• What you have to do: Format every line of the entries below as a numbered list, and omit any blank lines.

────────────────────────────────────────

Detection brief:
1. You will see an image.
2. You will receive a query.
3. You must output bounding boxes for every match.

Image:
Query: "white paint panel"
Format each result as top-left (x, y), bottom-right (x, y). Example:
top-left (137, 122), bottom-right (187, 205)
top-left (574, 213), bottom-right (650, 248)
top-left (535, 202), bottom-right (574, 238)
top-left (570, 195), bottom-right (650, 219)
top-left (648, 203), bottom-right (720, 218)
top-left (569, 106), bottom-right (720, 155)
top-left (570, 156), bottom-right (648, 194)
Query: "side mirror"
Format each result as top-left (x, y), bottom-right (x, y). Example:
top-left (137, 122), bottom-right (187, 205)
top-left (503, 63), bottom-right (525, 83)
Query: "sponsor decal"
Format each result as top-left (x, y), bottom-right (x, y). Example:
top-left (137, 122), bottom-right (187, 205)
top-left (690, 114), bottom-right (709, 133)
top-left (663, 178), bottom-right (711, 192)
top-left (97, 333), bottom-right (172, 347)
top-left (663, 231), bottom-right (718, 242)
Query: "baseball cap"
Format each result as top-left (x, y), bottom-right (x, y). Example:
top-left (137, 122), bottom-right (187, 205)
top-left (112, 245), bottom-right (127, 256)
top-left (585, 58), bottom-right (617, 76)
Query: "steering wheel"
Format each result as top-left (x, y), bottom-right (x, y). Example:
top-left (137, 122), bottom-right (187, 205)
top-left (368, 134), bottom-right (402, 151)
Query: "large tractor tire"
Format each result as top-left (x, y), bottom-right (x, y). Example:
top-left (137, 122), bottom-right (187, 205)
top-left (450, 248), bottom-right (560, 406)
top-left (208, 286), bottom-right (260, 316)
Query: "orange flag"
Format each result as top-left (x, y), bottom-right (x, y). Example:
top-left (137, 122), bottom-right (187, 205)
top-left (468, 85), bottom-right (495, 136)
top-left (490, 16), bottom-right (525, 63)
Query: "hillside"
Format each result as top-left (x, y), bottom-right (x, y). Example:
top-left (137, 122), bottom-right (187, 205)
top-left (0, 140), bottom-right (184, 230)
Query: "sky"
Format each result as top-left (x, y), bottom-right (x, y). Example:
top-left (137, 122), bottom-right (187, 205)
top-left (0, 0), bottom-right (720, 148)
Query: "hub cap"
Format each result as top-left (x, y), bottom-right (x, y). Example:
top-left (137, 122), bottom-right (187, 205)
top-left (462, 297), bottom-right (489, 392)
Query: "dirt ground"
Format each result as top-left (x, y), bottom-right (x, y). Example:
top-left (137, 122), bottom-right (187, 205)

────────────────────────────────────────

• The answer:
1. Detection brief:
2. 1. You will see an image.
3. 2. You will receive a query.
4. 3. You must output bounding boxes for every match.
5. Image:
6. Query: "white paint panel"
7. Format each result as top-left (x, y), bottom-right (x, y). Example:
8. top-left (137, 122), bottom-right (187, 205)
9. top-left (574, 213), bottom-right (650, 248)
10. top-left (535, 202), bottom-right (574, 238)
11. top-left (570, 195), bottom-right (650, 219)
12. top-left (648, 203), bottom-right (720, 218)
13. top-left (569, 106), bottom-right (720, 155)
14. top-left (570, 156), bottom-right (648, 194)
15. Query: "side mirror"
16. Format each result as top-left (x, y), bottom-right (x, y). Example:
17. top-left (137, 122), bottom-right (187, 205)
18. top-left (503, 63), bottom-right (525, 83)
19. Query: "sponsor decal"
20. Format each result as top-left (x, y), bottom-right (x, y). Example:
21. top-left (137, 122), bottom-right (187, 205)
22. top-left (690, 114), bottom-right (709, 133)
23. top-left (663, 178), bottom-right (711, 192)
24. top-left (97, 333), bottom-right (172, 347)
25. top-left (663, 231), bottom-right (718, 242)
26. Query: "baseball cap"
27. Format each result as top-left (x, y), bottom-right (x, y). Example:
28. top-left (137, 122), bottom-right (187, 205)
29. top-left (112, 245), bottom-right (127, 256)
30. top-left (585, 58), bottom-right (617, 76)
31. Query: "steering wheel"
32. Format each result as top-left (x, y), bottom-right (x, y). Example:
33. top-left (137, 122), bottom-right (187, 205)
34. top-left (368, 134), bottom-right (402, 151)
35. Query: "large tractor tire"
36. Format each result as top-left (x, y), bottom-right (x, y). Example:
37. top-left (137, 122), bottom-right (187, 205)
38. top-left (450, 248), bottom-right (560, 406)
39. top-left (208, 286), bottom-right (260, 316)
40. Query: "orange flag"
41. Format each result as top-left (x, y), bottom-right (x, y). Example:
42. top-left (137, 122), bottom-right (187, 205)
43. top-left (468, 85), bottom-right (495, 136)
44. top-left (490, 16), bottom-right (525, 63)
45. Query: "hillside"
46. Format each result as top-left (x, y), bottom-right (x, y). Example:
47. top-left (137, 122), bottom-right (187, 205)
48. top-left (0, 140), bottom-right (184, 230)
49. Query: "sky"
50. Format each result as top-left (x, y), bottom-right (x, y). Example:
51. top-left (137, 122), bottom-right (187, 205)
52. top-left (0, 0), bottom-right (720, 148)
53. Query: "hub cap"
54. Format each result as top-left (x, y), bottom-right (x, y). Example:
55. top-left (137, 122), bottom-right (187, 205)
56. top-left (462, 297), bottom-right (489, 392)
57. Query: "dirt ground"
58. Format each result as top-left (x, y), bottom-right (x, y). Example:
59. top-left (137, 122), bottom-right (187, 205)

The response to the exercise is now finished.